* DOCUMENT EXCERPT:
FIG. 21 is a cross-section view of the front wheel section of the skate cover taken along line 21--21 of FIG. 16; and

FIG. 22 is a cross-section view of the central wheel section of the skate cover taken along line 22--22 of FIG. 16.

DETAILED DESCRIPTION OF THE PREFERRED EMBODIMENTS

Turning to FIG. 1, an in-line skate 1 has a shoe or boot 2 which is laced, buckled or strapped onto the wearer's foot. A skate wheel housing 12 is generally made of plastic and is attached to the sole 10 of the boot 2. The housing 12 supports the skate wheels 14 in-line. The skates shown in the figures, for illustration purposes, are shown with four wheels. However, a line of 3, 4, 5 or 6 wheels of varying diameters may be provided on different brands and models of in-line skates.

The housing 12 covers only the top portion of the wheels 14, with a lower fractional portion of the wheel extending below the housing, for rolling contact with the ground.

A brake 18 is provided, typically in the form of a rubber pad, on the rear of the housing 12. On some models, both the right and left in-line skates have brakes. On other models, only the right skate has a brake. For illustration purposes only, the skates in the figures are shown with a brake. The brakes 18 typically provide an upward facing engageable surface 19 extending between the brake and the heel of the boot 2.

* WRITTEN EXERCISE 1:
Answer these questions about the in-line skate excerpt, each on its own line:
(a) What material is the skate wheel housing generally made of?
(b) What form does the brake typically take?
(c) How many wheels do the skates shown in the figures have?

* SUPPLIED DATA:
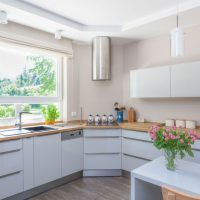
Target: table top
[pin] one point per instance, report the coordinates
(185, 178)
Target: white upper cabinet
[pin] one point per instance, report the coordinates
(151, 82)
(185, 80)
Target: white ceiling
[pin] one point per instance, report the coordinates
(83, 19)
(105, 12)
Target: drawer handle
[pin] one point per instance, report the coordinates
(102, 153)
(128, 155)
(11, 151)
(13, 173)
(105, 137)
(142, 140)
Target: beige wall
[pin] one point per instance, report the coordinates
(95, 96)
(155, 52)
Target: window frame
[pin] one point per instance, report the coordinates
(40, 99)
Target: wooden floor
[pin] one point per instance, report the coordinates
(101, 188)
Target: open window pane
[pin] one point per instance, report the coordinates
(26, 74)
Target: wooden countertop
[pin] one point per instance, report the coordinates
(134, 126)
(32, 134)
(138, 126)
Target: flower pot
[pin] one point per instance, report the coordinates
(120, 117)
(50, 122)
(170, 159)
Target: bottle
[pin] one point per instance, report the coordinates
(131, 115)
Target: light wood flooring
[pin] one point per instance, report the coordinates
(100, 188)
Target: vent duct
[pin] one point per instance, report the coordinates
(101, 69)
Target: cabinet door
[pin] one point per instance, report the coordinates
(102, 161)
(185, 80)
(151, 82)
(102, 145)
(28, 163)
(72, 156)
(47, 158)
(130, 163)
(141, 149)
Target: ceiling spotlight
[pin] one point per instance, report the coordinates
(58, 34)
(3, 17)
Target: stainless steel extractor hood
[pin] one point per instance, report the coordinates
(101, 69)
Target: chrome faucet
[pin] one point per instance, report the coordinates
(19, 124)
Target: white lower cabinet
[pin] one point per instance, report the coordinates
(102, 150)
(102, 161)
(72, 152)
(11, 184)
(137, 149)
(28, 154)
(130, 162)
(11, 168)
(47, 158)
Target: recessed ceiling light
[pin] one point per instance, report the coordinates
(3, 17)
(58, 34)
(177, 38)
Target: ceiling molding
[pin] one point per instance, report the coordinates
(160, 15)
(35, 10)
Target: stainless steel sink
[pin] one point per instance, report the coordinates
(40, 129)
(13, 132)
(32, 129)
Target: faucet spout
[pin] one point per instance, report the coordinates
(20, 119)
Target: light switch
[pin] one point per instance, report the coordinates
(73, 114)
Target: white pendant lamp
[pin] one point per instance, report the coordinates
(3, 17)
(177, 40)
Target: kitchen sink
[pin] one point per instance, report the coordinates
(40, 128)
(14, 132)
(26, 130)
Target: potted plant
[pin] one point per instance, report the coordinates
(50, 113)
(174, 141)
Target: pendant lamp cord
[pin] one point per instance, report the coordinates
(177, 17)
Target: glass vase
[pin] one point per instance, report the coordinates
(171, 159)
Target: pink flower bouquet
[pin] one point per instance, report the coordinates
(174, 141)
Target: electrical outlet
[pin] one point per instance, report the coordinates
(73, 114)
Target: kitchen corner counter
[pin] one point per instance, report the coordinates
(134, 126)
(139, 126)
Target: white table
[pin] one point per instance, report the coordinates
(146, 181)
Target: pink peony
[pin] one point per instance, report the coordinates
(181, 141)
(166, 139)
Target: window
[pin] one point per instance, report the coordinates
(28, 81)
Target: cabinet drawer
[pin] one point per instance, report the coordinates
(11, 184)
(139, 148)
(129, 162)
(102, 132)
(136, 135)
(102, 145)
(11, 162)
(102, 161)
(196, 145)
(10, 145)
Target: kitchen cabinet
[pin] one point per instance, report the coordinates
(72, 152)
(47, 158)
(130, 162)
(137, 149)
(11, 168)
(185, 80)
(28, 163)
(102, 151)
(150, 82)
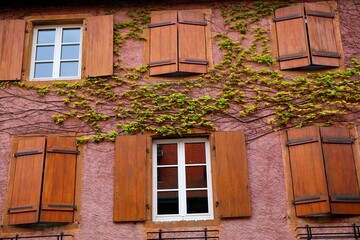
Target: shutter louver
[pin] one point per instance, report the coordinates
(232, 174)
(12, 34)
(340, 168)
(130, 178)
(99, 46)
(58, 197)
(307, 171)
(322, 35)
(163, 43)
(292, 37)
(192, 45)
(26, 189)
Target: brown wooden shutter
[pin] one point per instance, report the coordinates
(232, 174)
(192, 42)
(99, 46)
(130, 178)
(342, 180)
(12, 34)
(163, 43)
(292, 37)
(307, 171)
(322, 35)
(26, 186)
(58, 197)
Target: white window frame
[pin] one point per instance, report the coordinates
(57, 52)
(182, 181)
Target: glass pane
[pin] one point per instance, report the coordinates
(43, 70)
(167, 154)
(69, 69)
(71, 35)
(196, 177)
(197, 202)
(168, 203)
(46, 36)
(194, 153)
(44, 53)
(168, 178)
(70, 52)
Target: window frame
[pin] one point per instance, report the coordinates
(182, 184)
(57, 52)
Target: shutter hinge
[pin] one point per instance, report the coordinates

* WRITTEN EXERCISE 2:
Retype the lines of the records from the line that contains "Target: glass pane" through the end of the records, including both ends.

* ANSWER 1:
(a) Plastic
(b) A rubber pad
(c) Four

* ANSWER 2:
Target: glass pane
[pin] one point per instance, report the coordinates
(43, 70)
(167, 154)
(69, 69)
(71, 35)
(196, 177)
(197, 202)
(168, 203)
(46, 36)
(194, 153)
(44, 53)
(168, 178)
(70, 52)
Target: window frame
[pin] one point per instance, report the coordinates
(182, 184)
(57, 52)
Target: shutter hinge
[pin] one point per instance, report the coordinates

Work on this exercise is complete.